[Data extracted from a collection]
----

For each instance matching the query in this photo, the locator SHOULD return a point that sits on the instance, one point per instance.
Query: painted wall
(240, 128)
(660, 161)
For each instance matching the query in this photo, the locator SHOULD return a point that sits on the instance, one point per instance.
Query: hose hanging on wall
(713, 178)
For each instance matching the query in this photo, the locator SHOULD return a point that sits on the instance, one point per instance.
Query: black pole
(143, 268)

----

EXERCISE –
With no line skipped, repeat the records exactly.

EXERCISE OUTPUT –
For each instance matching the query in this photo, the locator SHOULD return a point that sits on the instance, one point per instance.
Query: painted wall
(240, 128)
(660, 161)
For each instance matching the query in this photo, the locator SHOULD return a point that sits on the instance, one point per instance.
Query: hose hanging on wall
(713, 178)
For each instance matching the query in this photo, the locator SHOULD return a point that sits on the instance, one point per instance.
Query: black pole
(143, 268)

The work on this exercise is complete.